+++ Kutipan Teks +++
Breaking News

Dari Panas Terik ke Hujan Deras, Mengapa Cuaca Akhir-akhir Ini Sulit Diprediksi?

Ilustrasi Cuaca Tak Menentu 

Dirgantaraonline
— Pagi hari matahari menyengat tanpa ampun, suhu terasa menyusup hingga ke kulit. Namun belum genap matahari tenggelam, langit mendadak menghitam dan hujan deras turun disertai angin kencang. Fenomena perubahan cuaca ekstrem dalam hitungan jam ini kian sering dirasakan masyarakat di berbagai wilayah Indonesia dalam beberapa pekan terakhir.

Badan Meteorologi, Klimatologi, dan Geofisika (BMKG) mengonfirmasi bahwa kondisi cuaca ekstrem masih berpotensi terjadi dalam beberapa hari ke depan. Berdasarkan analisis dinamika atmosfer, fenomena ini dipengaruhi oleh aktivitas gelombang atmosfer tropis seperti Madden Julian Oscillation (MJO), Kelvin Wave, dan Rossby Wave yang berinteraksi dengan sirkulasi siklonik di Samudera Hindia, khususnya di barat daya Sumatera serta wilayah selatan Jawa Timur hingga Bali.

Atmosfer yang “Tidak Stabil”
+++ Data yang Diberikan +++
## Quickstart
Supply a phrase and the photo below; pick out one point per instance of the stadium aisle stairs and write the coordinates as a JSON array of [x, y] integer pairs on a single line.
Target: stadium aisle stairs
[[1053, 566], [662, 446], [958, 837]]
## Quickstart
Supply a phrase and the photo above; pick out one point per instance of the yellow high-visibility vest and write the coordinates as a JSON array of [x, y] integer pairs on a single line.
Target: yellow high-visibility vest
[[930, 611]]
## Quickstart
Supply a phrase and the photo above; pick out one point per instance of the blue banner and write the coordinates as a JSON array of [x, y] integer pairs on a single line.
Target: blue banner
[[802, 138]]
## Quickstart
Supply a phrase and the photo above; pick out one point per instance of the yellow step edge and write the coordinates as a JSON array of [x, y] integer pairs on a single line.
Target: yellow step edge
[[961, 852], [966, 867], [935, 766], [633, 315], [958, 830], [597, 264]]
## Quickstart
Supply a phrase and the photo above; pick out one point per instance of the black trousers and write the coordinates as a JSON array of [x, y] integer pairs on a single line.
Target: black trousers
+++
Langkah Pengerjaan:
1. Menurut artikel cuaca, lembaga apa yang mengonfirmasi bahwa kondisi cuaca ekstrem masih berpotensi terjadi dalam beberapa hari ke depan?
2. Tuliskan kembali bagian artikel cuaca dari "Ilustrasi Cuaca Tak" sampai "Timur hingga Bali.".
3. Lanjutkan artikel cuaca dari bagian terakhir yang ditampilkan.
Data tersebut tidak berperan dalam tugas ini.

Jawaban per Tugas:
1. Badan Meteorologi, Klimatologi, dan Geofisika (BMKG).

2.
Ilustrasi Cuaca Tak Menentu 

Dirgantaraonline
— Pagi hari matahari menyengat tanpa ampun, suhu terasa menyusup hingga ke kulit. Namun belum genap matahari tenggelam, langit mendadak menghitam dan hujan deras turun disertai angin kencang. Fenomena perubahan cuaca ekstrem dalam hitungan jam ini kian sering dirasakan masyarakat di berbagai wilayah Indonesia dalam beberapa pekan terakhir.

Badan Meteorologi, Klimatologi, dan Geofisika (BMKG) mengonfirmasi bahwa kondisi cuaca ekstrem masih berpotensi terjadi dalam beberapa hari ke depan. Berdasarkan analisis dinamika atmosfer, fenomena ini dipengaruhi oleh aktivitas gelombang atmosfer tropis seperti Madden Julian Oscillation (MJO), Kelvin Wave, dan Rossby Wave yang berinteraksi dengan sirkulasi siklonik di Samudera Hindia, khususnya di barat daya Sumatera serta wilayah selatan Jawa Timur hingga Bali.

3.
Secara ilmiah, cuaca ekstrem yang sulit diprediksi ini berakar pada ketidakstabilan atmosfer. Ketika suhu permukaan bumi meningkat, udara hangat yang lebih ringan akan naik dengan cepat ke atmosfer atas. Proses ini memicu pembentukan awan konvektif, khususnya awan Cumulonimbus, yang dikenal sebagai “pabrik hujan ekstrem”.

“Panas yang tinggi di pagi hingga siang hari menyimpan energi besar di atmosfer. Saat kondisi pendukung terpenuhi, energi ini dilepaskan dalam bentuk hujan lebat, kilat, petir, dan angin kencang,” jelas BMKG dalam keterangan resminya.

Kondisi ini membuat cuaca menjadi sangat lokal dan cepat berubah, sehingga wilayah yang pagi harinya cerah dapat mengalami hujan deras hanya dalam selang waktu satu hingga dua jam.

Jejak Perubahan Iklim Global

Namun, faktor alam bukan satu-satunya penyebab. Para klimatolog menegaskan bahwa perubahan iklim akibat aktivitas manusia memperparah intensitas dan frekuensi cuaca ekstrem.

Peningkatan emisi gas rumah kaca dari sektor industri, transportasi, serta pembakaran hutan dan lahan menyebabkan suhu rata-rata bumi terus naik. Data Panel Antarpemerintah tentang Perubahan Iklim (IPCC) menunjukkan bahwa setiap kenaikan suhu 1°C dapat meningkatkan kemampuan udara menampung uap air hingga 7 persen. Artinya, ketika hujan turun, volumenya menjadi jauh lebih besar.

Selain itu, alih fungsi lahan—seperti penggundulan hutan dan urbanisasi masif—mengurangi daya serap tanah terhadap air hujan. Akibatnya, hujan deras lebih mudah memicu banjir, longsor, dan genangan di kawasan perkotaan.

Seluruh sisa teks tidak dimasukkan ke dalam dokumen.